■ **Task brief**
Set down every line of the data below word for word, leaving out the pictures.

■ **Pointing records**

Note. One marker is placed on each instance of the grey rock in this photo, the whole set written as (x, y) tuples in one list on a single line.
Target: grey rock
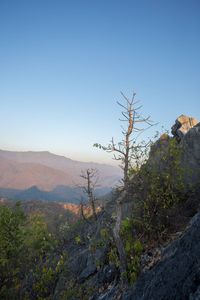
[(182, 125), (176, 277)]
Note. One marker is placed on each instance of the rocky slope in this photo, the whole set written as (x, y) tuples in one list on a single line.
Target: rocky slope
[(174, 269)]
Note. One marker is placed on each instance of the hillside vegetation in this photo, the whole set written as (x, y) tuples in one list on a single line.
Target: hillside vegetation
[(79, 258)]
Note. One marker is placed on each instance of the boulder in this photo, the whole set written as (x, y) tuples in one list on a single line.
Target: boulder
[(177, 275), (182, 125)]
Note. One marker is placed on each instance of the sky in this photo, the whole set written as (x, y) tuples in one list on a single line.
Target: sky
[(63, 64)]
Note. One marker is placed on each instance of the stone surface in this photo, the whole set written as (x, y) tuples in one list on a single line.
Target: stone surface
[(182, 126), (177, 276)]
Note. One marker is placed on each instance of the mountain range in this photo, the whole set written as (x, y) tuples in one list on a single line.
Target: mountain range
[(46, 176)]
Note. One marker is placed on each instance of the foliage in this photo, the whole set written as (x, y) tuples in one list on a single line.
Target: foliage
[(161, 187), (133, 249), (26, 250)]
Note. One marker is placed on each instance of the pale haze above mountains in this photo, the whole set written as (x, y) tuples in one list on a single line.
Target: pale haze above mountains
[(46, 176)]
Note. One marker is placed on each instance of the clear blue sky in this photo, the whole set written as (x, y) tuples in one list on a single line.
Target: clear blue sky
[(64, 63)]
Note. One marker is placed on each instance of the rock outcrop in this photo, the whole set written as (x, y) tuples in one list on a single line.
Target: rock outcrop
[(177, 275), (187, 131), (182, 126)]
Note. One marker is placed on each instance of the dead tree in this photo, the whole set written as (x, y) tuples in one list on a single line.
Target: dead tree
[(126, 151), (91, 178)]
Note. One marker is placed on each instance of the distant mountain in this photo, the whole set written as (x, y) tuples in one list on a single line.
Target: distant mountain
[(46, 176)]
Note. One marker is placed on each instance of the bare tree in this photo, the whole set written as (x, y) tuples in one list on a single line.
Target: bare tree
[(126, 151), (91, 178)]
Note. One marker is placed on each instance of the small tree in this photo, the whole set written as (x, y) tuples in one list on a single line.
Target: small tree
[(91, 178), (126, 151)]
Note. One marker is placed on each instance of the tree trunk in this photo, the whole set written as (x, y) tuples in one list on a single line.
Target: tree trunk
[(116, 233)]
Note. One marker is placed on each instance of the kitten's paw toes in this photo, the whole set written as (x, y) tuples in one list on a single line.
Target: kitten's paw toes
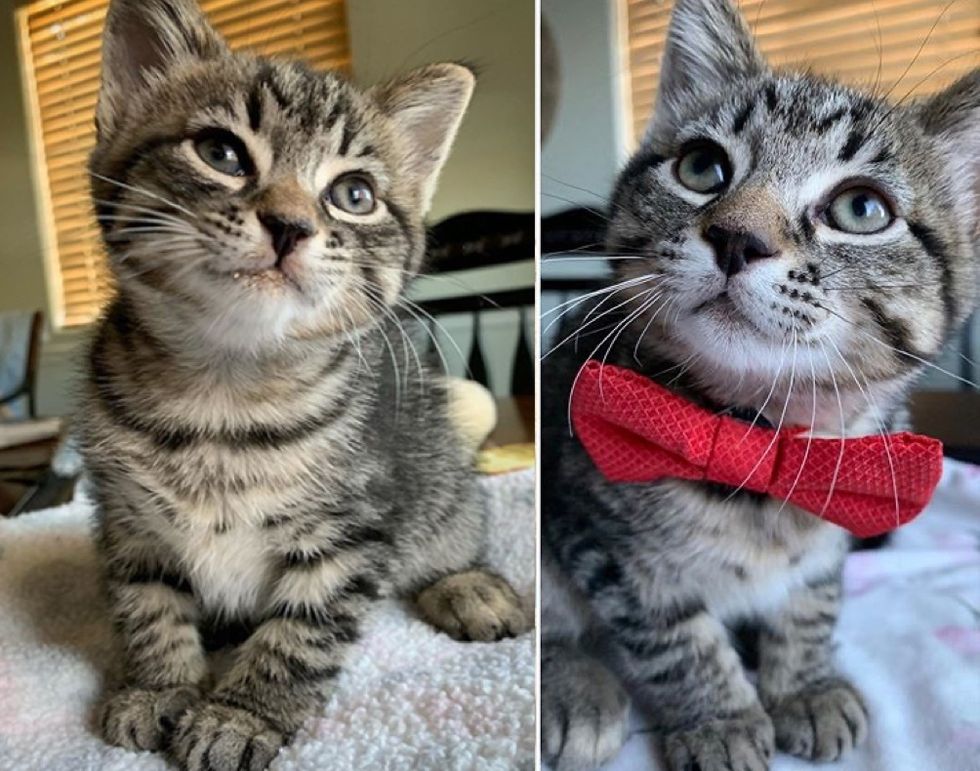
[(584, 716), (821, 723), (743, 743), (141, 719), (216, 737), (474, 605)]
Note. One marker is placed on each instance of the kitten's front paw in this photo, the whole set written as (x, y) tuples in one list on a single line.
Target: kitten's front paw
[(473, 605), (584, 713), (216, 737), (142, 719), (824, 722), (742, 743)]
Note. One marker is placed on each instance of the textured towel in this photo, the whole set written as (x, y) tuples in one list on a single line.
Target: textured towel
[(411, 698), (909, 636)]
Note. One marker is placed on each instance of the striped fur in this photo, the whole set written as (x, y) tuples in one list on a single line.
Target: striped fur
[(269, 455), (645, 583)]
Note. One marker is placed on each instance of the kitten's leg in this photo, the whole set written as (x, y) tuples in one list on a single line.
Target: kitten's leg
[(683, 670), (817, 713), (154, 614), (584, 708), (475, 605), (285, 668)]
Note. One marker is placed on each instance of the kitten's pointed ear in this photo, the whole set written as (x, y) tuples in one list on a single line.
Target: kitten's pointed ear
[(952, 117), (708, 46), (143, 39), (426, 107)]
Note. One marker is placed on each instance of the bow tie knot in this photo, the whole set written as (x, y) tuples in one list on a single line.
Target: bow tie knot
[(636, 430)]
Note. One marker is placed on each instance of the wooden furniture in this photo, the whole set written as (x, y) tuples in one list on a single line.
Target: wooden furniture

■ **Full response**
Note. One marker is placed on each instance of the grey rock in this photo, the whole set written as (x, y) tuples in one list on a single line.
Target: grey rock
[(182, 125), (176, 277)]
Note. One marker is placed on each instance of the rocky slope in this photo, the whole set written as (x, y) tuples in one list on a single line.
Target: rocky slope
[(174, 269)]
Note. One marker is placed on each instance of the hillside vegetation in this photo, the whole set written as (x, y) tuples in one list on a single line.
Target: hillside vegetation
[(79, 258)]
Note. One marker is placed on each instance of the boulder in this photo, the whole set written as (x, y) tuples in one list on a single line.
Target: boulder
[(177, 275), (182, 125)]
Note. One marker is placed on each instance of the sky in this photo, the whole set written as (x, y) tuples in one list on a single line.
Target: sky
[(63, 64)]
Note. One marker is placed on each instance of the stone surface in this photo, the whole set written as (x, y) tuples in one list on a single line.
Target: stone surface
[(182, 126), (177, 276)]
Note. One marker is placed on each instance of the mountain range in this photo, the whole set written as (x, y) tuples in one list on a single line.
Target: mountain range
[(46, 176)]
Note. One marker is placed on each instance of the foliage in this photo, the whole set written as (x, y) tuples in one list on a single line.
Target: foliage
[(161, 187), (133, 249), (26, 250)]
Note. One marker is placed on each instance of the pale haze above mountains in this photo, the whole set written as (x, y) tuples in one list on a single line.
Target: pale haze above mountains
[(46, 176)]
Note. One marker is placed on each instance of the clear blue sky in this photo, the whole set written as (x, y) tuples in one list on a single line.
Target: clear blue sky
[(64, 63)]
Note. One marker is placed on each instance of the rock outcrop in this photo, the whole set written as (x, y) tuples in one list on a single line.
Target: rock outcrop
[(177, 275), (187, 131), (182, 126)]
Note. One marker is placed on each instance of the dead tree in this photo, the whole set written as (x, y) tuples in one list on a single line.
Target: dead tree
[(126, 151), (91, 178)]
Note. One marker is placed on each instance of the distant mountain in this photo, the whole set written as (x, y) tuples in one list on a single line.
Target: distant mountain
[(46, 176)]
Note. One marker is placed on each instance of the bare tree in this photo, the whole set written as (x, y) tuples in one list on a single line.
Target: bare tree
[(126, 151), (91, 178)]
Note. One marker is placed on each instance of the small tree in this photo, the whole set written as (x, y) tuples in one list on a single line.
Target: small tree
[(91, 178), (126, 151)]
Note. One marker is placed on each instance of the tree trunk in this photo, the whole set written as (x, y) tuples in one list on a single line.
Target: tree trunk
[(116, 233)]
Note. One marker is placed on each instance of the kitten's paw toes in this photo, the whole set written as (x, y) tuples in one list on a single line.
Target: kitten's paw toes
[(584, 716), (821, 723), (743, 743), (141, 719), (216, 737), (474, 605)]
Note. One marker is placed on each instance of the kitten's front paw in this photo, the whole set written as (x, y) tuples in one list on a single line.
Target: kitten's front paw
[(473, 605), (584, 713), (216, 737), (142, 719), (824, 722), (742, 743)]
Note. One marker is placed on each instance of the textured towel in this photo, the whole set written as (x, y) tuples in one list on a single line.
Target: textured towel
[(411, 698), (909, 636)]
Note. One marker is placed on each instance of the striped fur in this photo, the whole set written as (x, y) tuples in one list on a single line.
Target: striped fur
[(269, 455), (645, 583)]
Note. One marker is placed on each instance of the kitten's leg in this photo, the whole set written as (x, y) tuples in one list on a single line.
Target: kitten's leg
[(683, 670), (817, 713), (154, 614), (584, 708), (475, 605), (285, 668)]
Note. One marker is placed on each instance of the kitten's pointed ear in this photo, the whole set written as (x, y) tuples in one list on a single line.
Target: kitten's pointed ear
[(952, 117), (708, 46), (143, 39), (426, 107)]
Note. One marker is placed on each instance of the bow tie knot in this photo, the whole set written as (x, y) tuples in one list on a single line.
Target: bow tie knot
[(636, 430)]
Note. One marker is placed on each instance of the wooden furniture in this photo, the whole set written as (x, y) tuples in one list on a single line.
Target: wooden furniture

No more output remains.